Tarefas a realizar:
1. De acordo com o texto sobre os carros autônomos da Tesla, qual é o preço aproximado da versão básica do carro autônomo?
2. Dê continuidade ao texto sobre os carros autônomos da Tesla e a concorrência com a Uber a partir da última frase apresentada.

Isso interfere diretamente nos planos da Uber e semelhantes de diminuir seus custos operacionais com motoristas, antes que novas resoluções sejam passadas mundo afora as obrigando a arcar com encargos trabalhistas. Talvez não haja tempo o bastante.
Enquanto não há tempo para algumas, outras nadam nesse novo mar. É o caso própria Tesla, que recentemente anunciou que colocará milhares de carros autônomos na rua ainda este ano. A empresa tem utilizado visão computacional e sensores há anos em seus carros elétricos e agora promete uma solução de direção autônoma onde basta apenas uma atualização para que modelos não-autônomos recebam a novidade.
O plano da empresa é mais ousado do que o de qualquer outra, pois a Tesla já possui sensores em carros comuns na rua, diferentemente de competidoras que têm apenas uma centena de testes rodando, como a Uber e a Waymo.
A quantidade de informações em bancos de dados é diretamente ligada à qualidade de qualquer Inteligência Artificial, necessária para os carros autônomos.
Além disso, os clientes da Tesla já estão acostumados com um carro que é aberto por aplicativo e totalmente digital, contribuindo para a adoção inicial e diminuição da barreira negativa.
Outro ponto importante nos carros autônomos da Tesla é que eles apostam em serviços, onde não possuímos o carro e só o solicitamos. E nesse momento podemos ainda escolher dirigir e só acionar o modo autônomo se estivermos confortáveis. Ou seja, a barreira de entrada causada pela percepção negativa das pessoas em um carro que se dirige sozinho é menor, pois elas estão aptas a dirigir.
O carro só anda sem motorista quando quisermos ou entre um chamado e outro, conseguindo o que a Uber e afins mais querem mas ainda estão muito longe de alcançar: não ter motoristas para pagar.
Nesse cenário, a Tesla se torna uma grande concorrente à Uber, fazendo frente aos seus serviços e tornando ainda mais inviável o modelo de negócios atual dos carros compartilhados por app.
Imagine que você poderá comprar um carro autônomo – cerca de $38 mil dólares na versão básica – e usá-lo como robotáxi nas horas vagas, fazendo cerca de $30 mil dólares ao ano. Em pouco mais de 12 meses o investimento inicial se paga.

Material apresentado:
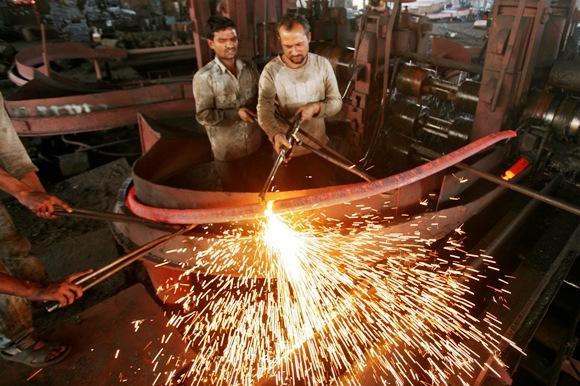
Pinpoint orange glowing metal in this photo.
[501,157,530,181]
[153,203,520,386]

--

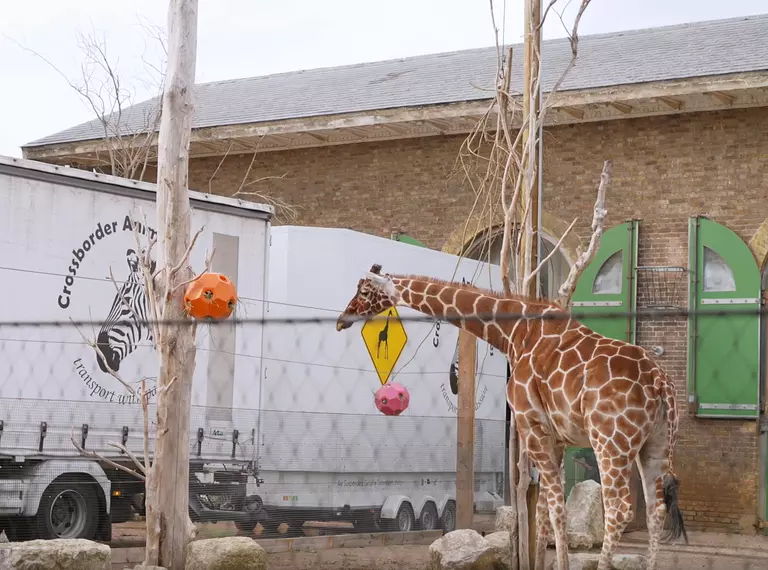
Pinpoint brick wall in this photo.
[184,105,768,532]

Resultados:
1. Cerca de 38 mil dólares.

2.
É claro que essas são previsões otimistas. No Brasil, em particular, ainda não temos estrutura para carros elétricos, o que atrasará a adoção desses modelos. Além disso, um carro que se paga “sozinho” logo seria bom demais pra ser verdade, enchendo nossas cidades desses veículos e diminuindo drasticamente o preço das viagens, tornando mais difícil lucrar assim.
Outro fator é que não existe qualquer marco regulatório para carros autônomos no Brasil, embora a experiência com o “problema Uber”tenha tornada mais dinâmica a estrutura de gestão das cidades e do uso viário.
Ter comitês e protocolos voltados à inovação impede experimentos catastróficos, como a morte de uma pedestre em testes do carro autônomo da Uber no Arizona (EUA), mas não limita a inovação, uma vez que possui estrutura para ao menos avaliar novas soluções. É o caso do Conselho Municipal de Uso Viário (CMVU) na capital paulista.
De toda forma, modelos de carros compartilhados por app correm sério risco no curto prazo. Já não lucram, pagam mal seus motoristas e têm pela frente que lidar com a voracidade de uma empresa muito à frente, como a Tesla.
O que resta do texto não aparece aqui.